> RECORDS SUPPLIED

'''

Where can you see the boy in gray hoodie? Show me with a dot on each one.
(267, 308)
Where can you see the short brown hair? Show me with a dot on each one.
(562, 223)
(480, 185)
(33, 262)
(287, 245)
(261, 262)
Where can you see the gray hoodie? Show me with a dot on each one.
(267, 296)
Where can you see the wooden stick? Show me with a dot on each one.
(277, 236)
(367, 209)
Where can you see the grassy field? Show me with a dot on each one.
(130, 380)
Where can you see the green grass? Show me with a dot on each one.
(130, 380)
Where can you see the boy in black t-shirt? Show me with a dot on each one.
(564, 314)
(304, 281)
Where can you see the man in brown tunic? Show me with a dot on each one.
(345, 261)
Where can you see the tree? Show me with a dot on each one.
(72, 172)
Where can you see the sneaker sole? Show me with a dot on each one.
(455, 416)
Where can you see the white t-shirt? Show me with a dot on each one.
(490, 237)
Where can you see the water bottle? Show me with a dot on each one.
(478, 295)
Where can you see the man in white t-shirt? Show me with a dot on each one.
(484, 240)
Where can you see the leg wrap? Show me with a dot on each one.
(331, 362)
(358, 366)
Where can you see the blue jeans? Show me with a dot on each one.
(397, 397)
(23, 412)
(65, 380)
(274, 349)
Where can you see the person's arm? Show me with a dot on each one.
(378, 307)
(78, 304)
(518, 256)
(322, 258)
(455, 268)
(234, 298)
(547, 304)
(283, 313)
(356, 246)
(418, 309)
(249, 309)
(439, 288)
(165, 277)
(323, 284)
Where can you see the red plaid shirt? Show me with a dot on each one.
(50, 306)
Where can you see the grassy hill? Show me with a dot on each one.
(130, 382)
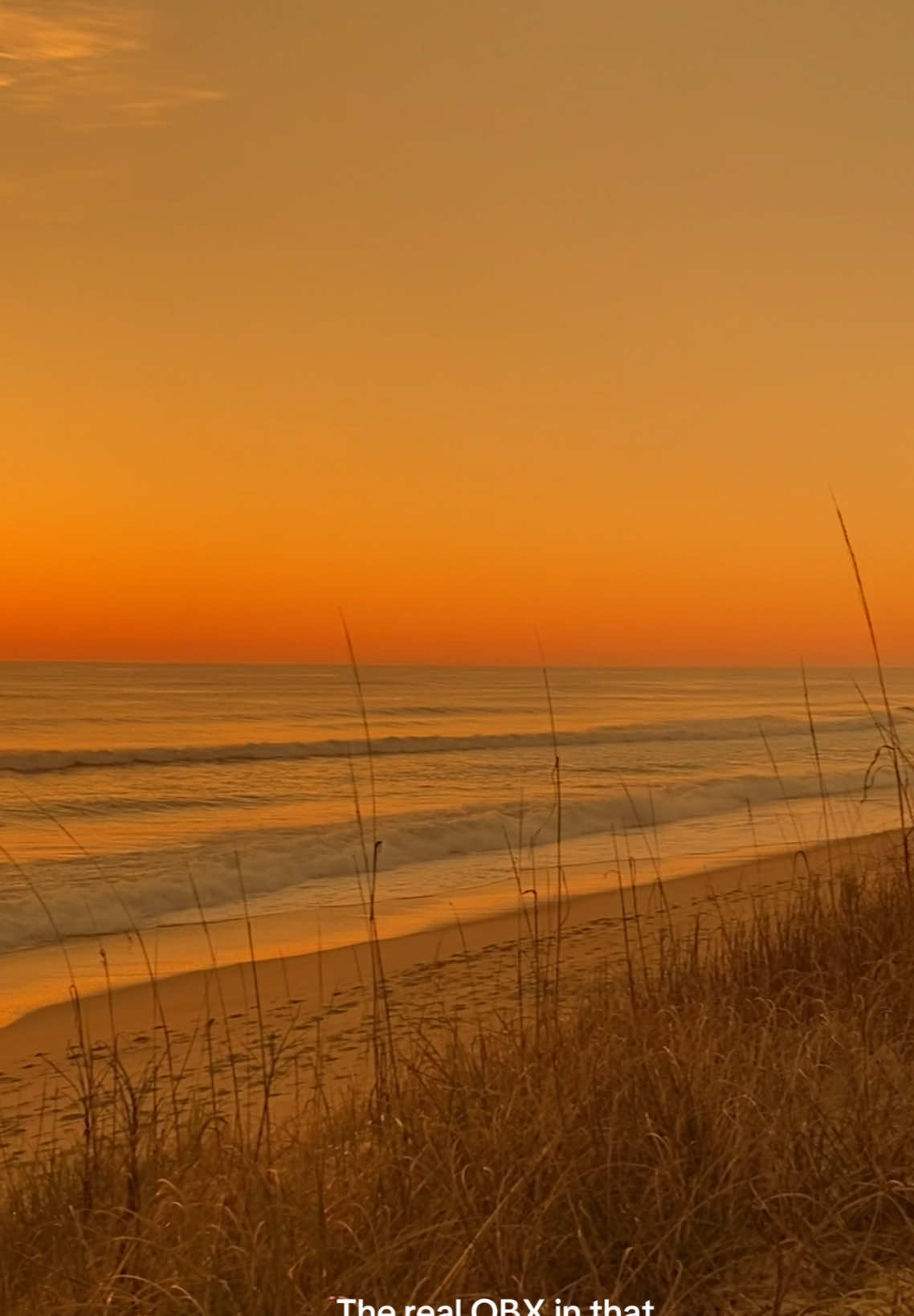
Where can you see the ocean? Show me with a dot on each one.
(124, 787)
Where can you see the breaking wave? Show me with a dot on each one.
(35, 761)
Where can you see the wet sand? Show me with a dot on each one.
(312, 1014)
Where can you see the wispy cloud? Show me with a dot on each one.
(80, 58)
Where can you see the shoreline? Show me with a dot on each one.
(315, 1008)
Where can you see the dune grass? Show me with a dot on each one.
(732, 1123)
(725, 1126)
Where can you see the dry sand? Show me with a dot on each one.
(316, 1008)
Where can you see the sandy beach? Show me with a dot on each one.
(315, 1011)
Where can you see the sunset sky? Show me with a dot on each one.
(474, 320)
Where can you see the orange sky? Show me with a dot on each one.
(471, 320)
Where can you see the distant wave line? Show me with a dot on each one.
(36, 761)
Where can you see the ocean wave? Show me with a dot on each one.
(36, 761)
(317, 864)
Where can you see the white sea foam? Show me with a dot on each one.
(36, 761)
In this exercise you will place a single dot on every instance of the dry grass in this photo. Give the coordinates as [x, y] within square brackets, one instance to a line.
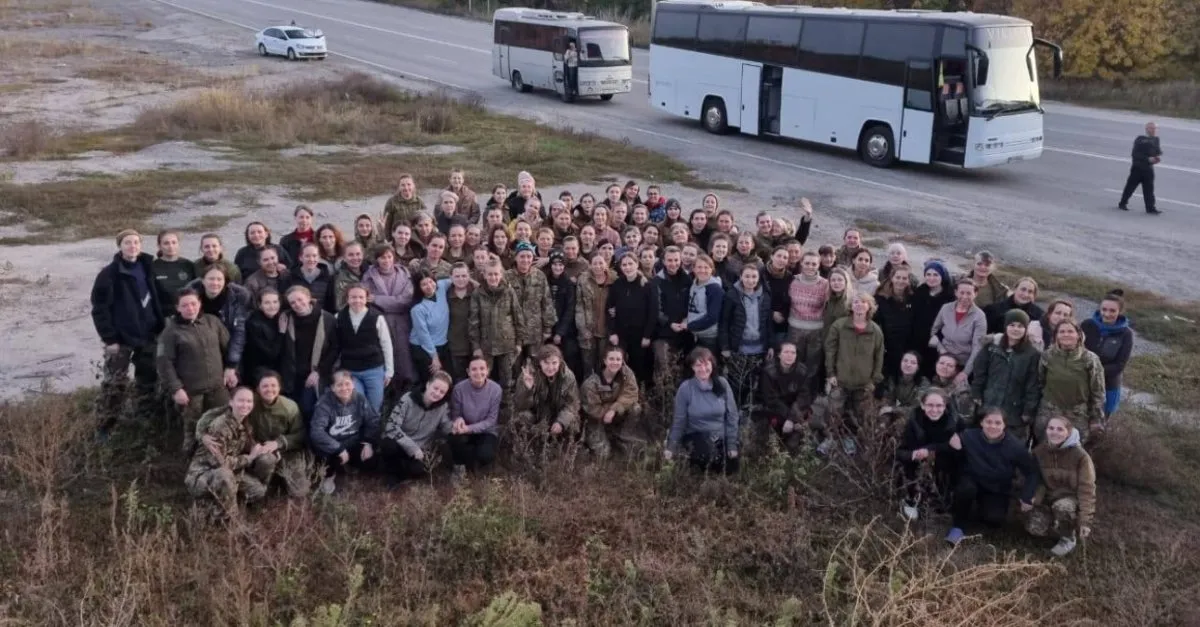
[1168, 97]
[353, 111]
[621, 543]
[144, 69]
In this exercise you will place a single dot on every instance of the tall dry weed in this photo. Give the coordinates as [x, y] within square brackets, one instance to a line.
[880, 577]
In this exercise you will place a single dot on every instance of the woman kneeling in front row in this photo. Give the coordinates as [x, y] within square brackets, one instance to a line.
[706, 418]
[1066, 499]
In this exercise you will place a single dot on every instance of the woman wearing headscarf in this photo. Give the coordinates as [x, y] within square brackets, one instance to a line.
[1006, 375]
[1065, 503]
[1024, 297]
[960, 327]
[706, 418]
[391, 293]
[1108, 334]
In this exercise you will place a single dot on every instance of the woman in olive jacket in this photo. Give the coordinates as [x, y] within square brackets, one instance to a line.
[1006, 374]
[1065, 503]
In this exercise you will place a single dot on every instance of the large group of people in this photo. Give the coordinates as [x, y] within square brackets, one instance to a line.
[423, 335]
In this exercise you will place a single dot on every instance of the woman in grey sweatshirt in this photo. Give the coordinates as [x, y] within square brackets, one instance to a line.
[959, 328]
[415, 425]
[706, 418]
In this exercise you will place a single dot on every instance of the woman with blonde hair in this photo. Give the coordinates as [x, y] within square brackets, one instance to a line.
[1065, 503]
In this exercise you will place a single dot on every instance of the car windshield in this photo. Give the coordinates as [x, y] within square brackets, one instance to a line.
[1012, 82]
[301, 34]
[604, 45]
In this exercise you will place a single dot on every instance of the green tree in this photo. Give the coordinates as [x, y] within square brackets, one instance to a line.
[1114, 39]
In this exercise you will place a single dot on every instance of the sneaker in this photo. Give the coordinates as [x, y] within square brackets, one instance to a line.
[1066, 544]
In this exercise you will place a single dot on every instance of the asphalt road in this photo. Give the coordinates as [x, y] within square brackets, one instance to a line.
[1057, 212]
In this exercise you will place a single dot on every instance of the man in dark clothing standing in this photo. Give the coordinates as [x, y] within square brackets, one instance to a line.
[1146, 151]
[126, 309]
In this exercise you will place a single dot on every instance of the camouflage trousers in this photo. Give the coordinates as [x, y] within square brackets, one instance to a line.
[198, 404]
[225, 487]
[625, 431]
[1059, 518]
[114, 383]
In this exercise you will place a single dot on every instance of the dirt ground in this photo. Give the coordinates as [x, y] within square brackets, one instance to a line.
[43, 288]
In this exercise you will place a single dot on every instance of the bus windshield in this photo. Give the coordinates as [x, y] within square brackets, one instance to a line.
[604, 46]
[1012, 83]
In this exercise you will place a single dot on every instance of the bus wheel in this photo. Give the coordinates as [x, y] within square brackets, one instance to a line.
[517, 84]
[877, 147]
[712, 115]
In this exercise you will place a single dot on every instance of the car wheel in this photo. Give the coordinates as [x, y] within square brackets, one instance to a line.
[877, 147]
[713, 117]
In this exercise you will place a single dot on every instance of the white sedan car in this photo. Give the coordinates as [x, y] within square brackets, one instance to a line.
[294, 42]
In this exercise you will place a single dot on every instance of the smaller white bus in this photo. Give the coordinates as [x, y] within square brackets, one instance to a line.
[531, 51]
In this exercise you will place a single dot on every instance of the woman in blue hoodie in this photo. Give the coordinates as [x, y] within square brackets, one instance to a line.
[705, 302]
[431, 327]
[706, 418]
[1108, 334]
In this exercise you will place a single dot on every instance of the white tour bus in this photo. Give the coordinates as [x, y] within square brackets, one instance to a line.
[911, 85]
[529, 47]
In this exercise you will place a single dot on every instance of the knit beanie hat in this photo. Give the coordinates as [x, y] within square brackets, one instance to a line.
[127, 232]
[940, 267]
[1015, 315]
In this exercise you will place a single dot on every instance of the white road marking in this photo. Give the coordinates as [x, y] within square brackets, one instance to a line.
[397, 71]
[1159, 199]
[1121, 160]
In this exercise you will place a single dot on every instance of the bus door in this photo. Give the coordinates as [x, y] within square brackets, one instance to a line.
[751, 88]
[917, 125]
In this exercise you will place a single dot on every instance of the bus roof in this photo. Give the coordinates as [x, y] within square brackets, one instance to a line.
[553, 18]
[960, 18]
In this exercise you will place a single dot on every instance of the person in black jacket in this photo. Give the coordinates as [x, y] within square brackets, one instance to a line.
[1024, 297]
[1108, 334]
[232, 304]
[310, 348]
[927, 439]
[1146, 153]
[671, 339]
[313, 275]
[631, 308]
[264, 342]
[126, 310]
[744, 335]
[565, 335]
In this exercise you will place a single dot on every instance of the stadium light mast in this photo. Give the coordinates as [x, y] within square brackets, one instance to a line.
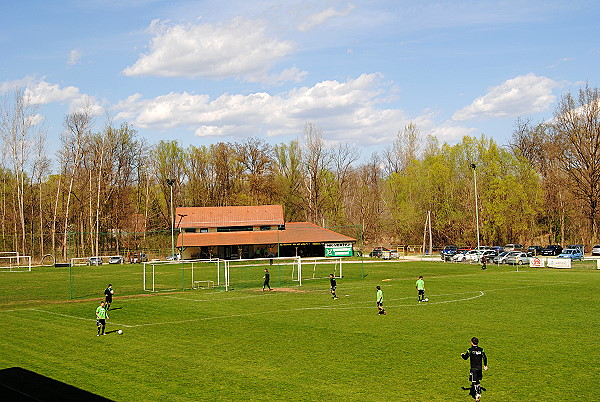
[170, 182]
[181, 216]
[476, 203]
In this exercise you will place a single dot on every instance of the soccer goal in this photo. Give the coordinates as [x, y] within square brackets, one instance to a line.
[11, 261]
[310, 268]
[164, 276]
[250, 273]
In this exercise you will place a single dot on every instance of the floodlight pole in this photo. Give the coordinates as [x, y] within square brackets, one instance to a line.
[170, 183]
[181, 256]
[476, 203]
[181, 216]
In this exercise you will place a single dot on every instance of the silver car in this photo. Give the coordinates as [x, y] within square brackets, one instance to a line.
[517, 258]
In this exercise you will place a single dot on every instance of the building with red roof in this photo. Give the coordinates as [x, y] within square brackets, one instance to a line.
[249, 231]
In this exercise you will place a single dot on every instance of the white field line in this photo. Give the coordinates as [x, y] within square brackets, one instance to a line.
[219, 299]
[325, 307]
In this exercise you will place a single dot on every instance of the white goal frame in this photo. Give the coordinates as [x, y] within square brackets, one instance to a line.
[194, 282]
[305, 263]
[17, 266]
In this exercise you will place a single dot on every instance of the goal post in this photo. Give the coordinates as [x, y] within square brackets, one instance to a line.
[162, 276]
[319, 268]
[250, 273]
[15, 262]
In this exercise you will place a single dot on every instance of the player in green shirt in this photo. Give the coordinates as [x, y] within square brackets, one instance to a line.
[380, 301]
[101, 317]
[421, 289]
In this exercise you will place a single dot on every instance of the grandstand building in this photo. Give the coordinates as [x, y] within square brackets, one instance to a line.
[250, 232]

'''

> ASSIGNED TASK
Could you print exactly the lines from the one containing "of the grandstand" through the last line of the records above?

> RESPONSE BOX
In this exercise you will place a single dot on every instance of the grandstand building in this photo. Give the coordinates as [x, y] within square brackets, one instance to a line.
[250, 232]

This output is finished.